Patriarchy. My work over the years explores the paradox of men’s power—the very ways we’ve constructed a world of men’s power and how privilege brings not only huge benefits but also severe costs to boys and men. That’s why I say that feminism is a great gift to men. (Although even if it wasn’t, it should have our support!) When I say patriarchy is the greatest threat, I mean the diverse economic, political, religious, and familial institutions that historically grew out of patriarchy and reinforce it; I also am referring to the men—and women—who resist change and threaten women’s rights. And I’m also referring to the imminent threat of climate change. Patriarchy is not only a system of men’s power over women and the power of some men over other men, it is also the quest for men’s power over nature. And that quest is leading us quickly to a dead end.
5. Do you talk about sexism with your male peers? If so, what strategies prove most effective, and if not, what inhibits you from doing so?

* [Questions to answer]
(a) In the passage on patriarchy, apart from power over women and over other men, what is patriarchy also a quest for?
(b) Pick up the passage on patriarchy after its final line and continue writing it.
The records that come next have no connection to the passage on patriarchy.

* [Input data]
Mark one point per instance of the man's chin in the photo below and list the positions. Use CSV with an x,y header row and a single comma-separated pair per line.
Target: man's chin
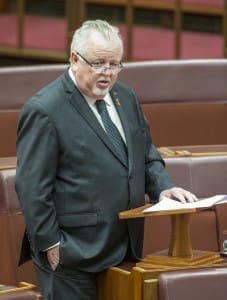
x,y
100,93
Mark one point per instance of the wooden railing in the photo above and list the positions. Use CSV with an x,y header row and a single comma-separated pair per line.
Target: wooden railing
x,y
75,12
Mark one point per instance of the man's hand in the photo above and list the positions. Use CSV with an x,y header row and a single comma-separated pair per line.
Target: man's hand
x,y
53,257
178,194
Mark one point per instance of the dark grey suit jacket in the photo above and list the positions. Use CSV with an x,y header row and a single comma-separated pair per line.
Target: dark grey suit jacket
x,y
72,184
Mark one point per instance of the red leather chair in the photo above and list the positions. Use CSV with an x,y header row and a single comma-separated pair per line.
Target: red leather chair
x,y
196,284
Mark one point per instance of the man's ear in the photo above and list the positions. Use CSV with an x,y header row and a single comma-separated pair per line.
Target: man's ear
x,y
74,57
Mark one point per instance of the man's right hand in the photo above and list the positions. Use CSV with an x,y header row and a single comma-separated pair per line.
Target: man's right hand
x,y
53,257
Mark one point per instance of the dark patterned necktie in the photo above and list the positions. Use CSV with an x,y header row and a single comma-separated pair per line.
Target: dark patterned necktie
x,y
112,131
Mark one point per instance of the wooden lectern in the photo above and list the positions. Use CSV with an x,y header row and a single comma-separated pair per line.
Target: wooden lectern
x,y
180,251
141,281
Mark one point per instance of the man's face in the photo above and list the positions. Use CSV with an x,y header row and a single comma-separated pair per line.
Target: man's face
x,y
96,83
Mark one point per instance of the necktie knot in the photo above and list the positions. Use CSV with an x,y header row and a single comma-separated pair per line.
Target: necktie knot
x,y
100,104
111,130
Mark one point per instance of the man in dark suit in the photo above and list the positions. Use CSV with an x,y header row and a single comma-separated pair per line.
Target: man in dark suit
x,y
81,163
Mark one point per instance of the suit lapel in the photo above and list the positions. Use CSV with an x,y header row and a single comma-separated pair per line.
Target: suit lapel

* [Task-by-task answers]
(a) Men's power over nature.

(b)
All the time. We now have a strong evidence base of what works to reach other men: challenging, but positive messages. Avoiding collective guilt or blame. Avoiding generalizations about men. Understanding that men can play (and many men are playing) a positive role in advancing gender equality and ending violence against women. And encouraging men to listen to the voices and concerns of women, but also to speak out as men.
Like all men, I carry some deep fears about not living up to the armor-plated expectations that go with being a man. Although most of us reach an age where we start letting go of this and just accept who we are and that we’ll never tick off all the lines in what gets called “the man box,” there are sadly some older men who still work hard to prove they’re a real man and use this to mobilize hatred against courageous women. Not to point any fingers toward the Oval Office, or anything like that.
That I try and I struggle. (I think they already know I make mistakes!)
8. Some men feel like they can’t win: They’ll be criticized by men for speaking up, and by feminists for not speaking loud enough. What would you tell these men?
Sure, we sometimes catch some flak, but so does anyone who speaks out against injustice. I don’t think Nelson Mandela ever said, “I better not speak out against apartheid and racism because some white people won’t like it.” There are diverse women’s voices and diverse opinions; even among feminists, opinions can clash. We listen with respect and then we take action based on our own beliefs and abilities. Our goal is to be allies with women, just as, as a white person, my goal is to be an ally with people of color, or as a straight person, with LGBTQ people. Doing so sometimes involves taking some flak—but that’s one consequence of no longer monopolizing the airwaves.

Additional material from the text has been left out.